▽
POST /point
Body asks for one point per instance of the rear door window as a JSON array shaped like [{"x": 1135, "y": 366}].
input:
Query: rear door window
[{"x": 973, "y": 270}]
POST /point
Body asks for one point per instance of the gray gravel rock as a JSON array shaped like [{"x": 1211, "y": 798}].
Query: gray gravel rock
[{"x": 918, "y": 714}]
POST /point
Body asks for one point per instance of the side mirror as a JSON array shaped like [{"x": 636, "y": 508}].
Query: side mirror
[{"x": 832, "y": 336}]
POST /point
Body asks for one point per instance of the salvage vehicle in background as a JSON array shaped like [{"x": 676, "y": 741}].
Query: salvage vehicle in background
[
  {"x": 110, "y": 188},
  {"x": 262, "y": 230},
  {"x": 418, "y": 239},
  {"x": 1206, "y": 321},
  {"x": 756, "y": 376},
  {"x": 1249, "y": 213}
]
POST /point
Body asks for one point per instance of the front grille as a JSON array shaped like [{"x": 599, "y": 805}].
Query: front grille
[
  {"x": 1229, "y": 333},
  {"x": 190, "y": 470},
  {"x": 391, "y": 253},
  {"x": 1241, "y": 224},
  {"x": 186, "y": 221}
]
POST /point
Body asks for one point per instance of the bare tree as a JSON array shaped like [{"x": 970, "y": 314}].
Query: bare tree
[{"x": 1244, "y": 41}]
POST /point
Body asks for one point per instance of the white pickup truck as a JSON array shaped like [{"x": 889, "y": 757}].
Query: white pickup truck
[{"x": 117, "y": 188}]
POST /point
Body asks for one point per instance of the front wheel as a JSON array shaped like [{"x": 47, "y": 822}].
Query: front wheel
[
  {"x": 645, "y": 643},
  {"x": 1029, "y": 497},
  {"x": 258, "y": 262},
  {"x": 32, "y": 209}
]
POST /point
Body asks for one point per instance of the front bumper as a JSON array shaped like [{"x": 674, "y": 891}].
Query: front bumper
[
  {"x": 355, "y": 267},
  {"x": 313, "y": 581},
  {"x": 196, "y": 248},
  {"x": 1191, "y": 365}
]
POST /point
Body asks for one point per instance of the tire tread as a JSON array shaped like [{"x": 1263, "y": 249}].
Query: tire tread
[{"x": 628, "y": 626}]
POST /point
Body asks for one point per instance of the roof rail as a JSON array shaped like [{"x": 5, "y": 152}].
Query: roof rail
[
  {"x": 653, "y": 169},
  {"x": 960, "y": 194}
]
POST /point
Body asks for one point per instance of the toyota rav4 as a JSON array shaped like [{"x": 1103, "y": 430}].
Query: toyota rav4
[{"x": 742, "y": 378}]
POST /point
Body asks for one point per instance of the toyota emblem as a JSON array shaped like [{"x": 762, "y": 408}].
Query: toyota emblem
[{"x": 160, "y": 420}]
△
[TASK DIRECTIONS]: Every line of the material must be returned exactly as it appears.

[RESPONSE]:
POST /point
Body asks for one point per instance of the rear door window as a JSON array shaped like [{"x": 1135, "y": 366}].
input:
Query: rear door window
[{"x": 973, "y": 270}]
POST /point
Body asks for one point per instance of the gray gravel rock as a JSON array shaped like [{"x": 1211, "y": 798}].
Query: gray gravel rock
[{"x": 918, "y": 714}]
POST /point
Body asks for one point per instance of the side mirror as a JSON array shaped like [{"x": 636, "y": 508}].
Query: side mirror
[{"x": 832, "y": 336}]
POST /point
Body asks for one point per instance of the salvage vehicle in background as a JSON array shaped like [{"x": 676, "y": 741}].
Query: salvage vehicle in background
[
  {"x": 110, "y": 188},
  {"x": 262, "y": 230},
  {"x": 418, "y": 239},
  {"x": 1206, "y": 321},
  {"x": 756, "y": 376},
  {"x": 1249, "y": 213}
]
POST /point
Body asks for one point per instance of the front grille as a JSON array shaped like [{"x": 599, "y": 805}].
Query: front grille
[
  {"x": 1229, "y": 333},
  {"x": 190, "y": 470},
  {"x": 391, "y": 253},
  {"x": 1241, "y": 224},
  {"x": 186, "y": 221}
]
POST /point
Body asks for one point per instance of the bare tree as a JSON array shaped like [{"x": 970, "y": 314}].
Query: bare tree
[{"x": 1244, "y": 41}]
POST /point
Body asks for one point per instance of the white pickup truck as a JSON array shaped like [{"x": 889, "y": 757}].
Query: white pickup truck
[{"x": 117, "y": 188}]
POST /point
Body asks for one point per instance of the front wheel as a JSON array shaped like [{"x": 47, "y": 822}].
Query: front wheel
[
  {"x": 645, "y": 643},
  {"x": 1029, "y": 497},
  {"x": 258, "y": 262},
  {"x": 32, "y": 209}
]
POST /point
Body asks for one point per instance of the front bumper as a JSON array shaped like [{"x": 674, "y": 891}].
Query: front bumper
[
  {"x": 355, "y": 267},
  {"x": 313, "y": 581},
  {"x": 196, "y": 248},
  {"x": 1191, "y": 365}
]
POST /point
Body asks for one point per instance of the tire tread as a JSON array shaped like [{"x": 1263, "y": 249}].
Query: tire tread
[{"x": 628, "y": 626}]
POST /point
Body asks for one point per instance of the roof rail as a JSON array shaped like [{"x": 5, "y": 152}].
Query: roof rail
[
  {"x": 653, "y": 169},
  {"x": 960, "y": 194}
]
POST /point
Body asks for one point per instance of the toyota rav4 as a JSON array shaped like [{"x": 1103, "y": 430}].
Query: toyota rav4
[{"x": 742, "y": 378}]
POST /point
Body asks for one point per instance of the toyota emblem as a JSON array shaped like [{"x": 762, "y": 408}].
Query: toyota emblem
[{"x": 160, "y": 420}]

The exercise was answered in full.